■ Problem ■
Copy out the material below, replacing every "navy" with "dark blue" and changing nothing else.

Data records
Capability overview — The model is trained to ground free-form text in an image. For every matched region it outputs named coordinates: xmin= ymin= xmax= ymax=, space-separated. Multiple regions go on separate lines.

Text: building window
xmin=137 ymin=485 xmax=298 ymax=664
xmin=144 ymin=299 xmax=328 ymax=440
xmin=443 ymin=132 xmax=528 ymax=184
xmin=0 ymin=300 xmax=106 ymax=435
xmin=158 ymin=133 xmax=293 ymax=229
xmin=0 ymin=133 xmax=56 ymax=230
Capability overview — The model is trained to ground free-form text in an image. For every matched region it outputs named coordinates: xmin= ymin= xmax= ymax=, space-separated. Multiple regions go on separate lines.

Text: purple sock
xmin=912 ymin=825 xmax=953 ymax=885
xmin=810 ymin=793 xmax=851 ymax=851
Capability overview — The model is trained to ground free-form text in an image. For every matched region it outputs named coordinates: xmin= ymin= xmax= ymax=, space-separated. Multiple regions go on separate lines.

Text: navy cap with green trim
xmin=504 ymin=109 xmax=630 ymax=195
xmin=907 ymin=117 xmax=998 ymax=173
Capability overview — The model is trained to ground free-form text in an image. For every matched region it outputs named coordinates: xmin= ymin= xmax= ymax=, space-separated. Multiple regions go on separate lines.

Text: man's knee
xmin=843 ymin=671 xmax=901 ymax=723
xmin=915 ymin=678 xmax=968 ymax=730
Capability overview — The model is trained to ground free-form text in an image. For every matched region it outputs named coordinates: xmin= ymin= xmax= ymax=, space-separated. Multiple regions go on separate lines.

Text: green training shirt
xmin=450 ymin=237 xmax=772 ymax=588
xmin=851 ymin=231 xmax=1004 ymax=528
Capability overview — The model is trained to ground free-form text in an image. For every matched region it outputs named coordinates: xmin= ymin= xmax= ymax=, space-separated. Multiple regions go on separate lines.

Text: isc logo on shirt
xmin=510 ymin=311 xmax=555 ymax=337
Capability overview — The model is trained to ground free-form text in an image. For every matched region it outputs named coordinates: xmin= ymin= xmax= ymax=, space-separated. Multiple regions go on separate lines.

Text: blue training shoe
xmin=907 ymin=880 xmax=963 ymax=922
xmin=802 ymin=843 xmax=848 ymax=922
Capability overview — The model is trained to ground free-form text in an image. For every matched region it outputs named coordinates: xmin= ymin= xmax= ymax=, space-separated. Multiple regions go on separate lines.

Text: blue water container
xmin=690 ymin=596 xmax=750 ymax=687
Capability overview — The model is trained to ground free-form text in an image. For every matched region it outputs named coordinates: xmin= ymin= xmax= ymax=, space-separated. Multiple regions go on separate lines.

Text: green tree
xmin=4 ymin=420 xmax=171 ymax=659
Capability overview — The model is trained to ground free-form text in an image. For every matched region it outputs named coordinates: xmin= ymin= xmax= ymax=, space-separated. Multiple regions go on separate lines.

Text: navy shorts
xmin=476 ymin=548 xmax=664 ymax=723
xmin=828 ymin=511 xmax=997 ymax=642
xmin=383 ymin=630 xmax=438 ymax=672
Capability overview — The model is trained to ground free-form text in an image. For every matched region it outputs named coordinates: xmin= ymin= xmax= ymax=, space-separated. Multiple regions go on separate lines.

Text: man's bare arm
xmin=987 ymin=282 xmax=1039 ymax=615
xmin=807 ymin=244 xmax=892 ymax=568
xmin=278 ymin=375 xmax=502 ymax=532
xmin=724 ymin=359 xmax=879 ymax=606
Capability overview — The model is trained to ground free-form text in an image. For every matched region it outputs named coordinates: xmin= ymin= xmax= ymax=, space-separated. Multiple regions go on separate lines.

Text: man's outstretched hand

■ Reply ■
Capability overview — The model is trained to ground free-form text in an image. For every matched region it outputs named coordinates: xmin= ymin= xmax= ymax=, space-separated. Multiple regions go on separate lines.

Text: building window
xmin=137 ymin=485 xmax=298 ymax=664
xmin=144 ymin=299 xmax=328 ymax=440
xmin=443 ymin=132 xmax=528 ymax=184
xmin=0 ymin=300 xmax=106 ymax=435
xmin=158 ymin=133 xmax=293 ymax=229
xmin=0 ymin=133 xmax=56 ymax=230
Capability overview — The model is trained to ground free-form text in an image. For every matched region it outputs named coordinates: xmin= ymin= xmax= ymax=, space-separated. Multiple regions go on separate lines.

Text: purple sock
xmin=912 ymin=825 xmax=953 ymax=885
xmin=810 ymin=793 xmax=851 ymax=851
Capability overview — The model is trained to ground free-form text in an image. For every matched region it outputs named coordinates: xmin= ymin= xmax= ymax=, space-separated. Multiple regions go on separate lines.

Text: dark blue cap with green trim
xmin=504 ymin=109 xmax=630 ymax=195
xmin=907 ymin=117 xmax=998 ymax=173
Capability overview — The model is trained to ground free-form text in an image. For every matched region it outputs named coordinates: xmin= ymin= xmax= ymax=, space-separated. Multiple regions go on separate lines.

Text: man's knee
xmin=843 ymin=671 xmax=901 ymax=723
xmin=915 ymin=678 xmax=968 ymax=730
Capability overview — The model is trained to ground free-form text in an image. For every matched region it outputs named coordinates: xmin= ymin= xmax= ymax=, space-separated. Multiple regions go on separate lines.

Text: green training shirt
xmin=450 ymin=237 xmax=772 ymax=588
xmin=851 ymin=231 xmax=1004 ymax=528
Capability overview — The model is trained to ground free-form text in an image. For every matched region it outputs named coordinates: xmin= ymin= xmax= ymax=, space-separated. Multiple regions go on separate lines.

Text: isc logo on shirt
xmin=510 ymin=311 xmax=555 ymax=337
Capability overview — The model is trained to ground free-form text in an image. For every matched region it outputs named coordinates: xmin= ymin= xmax= ymax=, space-separated. Multiple regions go on separate lines.

Text: blue training shoe
xmin=907 ymin=880 xmax=963 ymax=922
xmin=802 ymin=843 xmax=848 ymax=922
Capability overview — The model is trained to ground free-form text in an image. For every matched region it outputs named coordinates: xmin= ymin= xmax= ymax=, space-separated. Multiple regions go on separate lines.

Text: blue water container
xmin=690 ymin=596 xmax=750 ymax=687
Capability overview — The model is trained to ground free-form text in an image. For every matched region it outputs named coordinates: xmin= ymin= xmax= ymax=, space-separated. Multiple regions go on separate lines.

Text: green tree
xmin=4 ymin=420 xmax=171 ymax=659
Capability overview — The model is trained to ground free-form text in an image. For every matched region it outputs named coordinates: xmin= ymin= xmax= ymax=, space-separated. Multiple regions go on separate lines.

Text: dark blue shorts
xmin=476 ymin=548 xmax=664 ymax=723
xmin=828 ymin=511 xmax=997 ymax=642
xmin=383 ymin=630 xmax=438 ymax=672
Capability overview — The model is trained to ground free-form text in an image. For every matched region it outputs named coordinates: xmin= ymin= xmax= ymax=, space-separated. Multiple regions go on separate lines.

Text: man's bare arm
xmin=987 ymin=282 xmax=1039 ymax=615
xmin=807 ymin=244 xmax=892 ymax=568
xmin=278 ymin=375 xmax=502 ymax=532
xmin=724 ymin=359 xmax=879 ymax=606
Capability overview — The model is trained to ground free-form text in an image. For every matched region it outputs named coordinates: xmin= ymin= xmax= ymax=, space-separated. Multiple regions go on separate lines.

Text: man's outstretched hand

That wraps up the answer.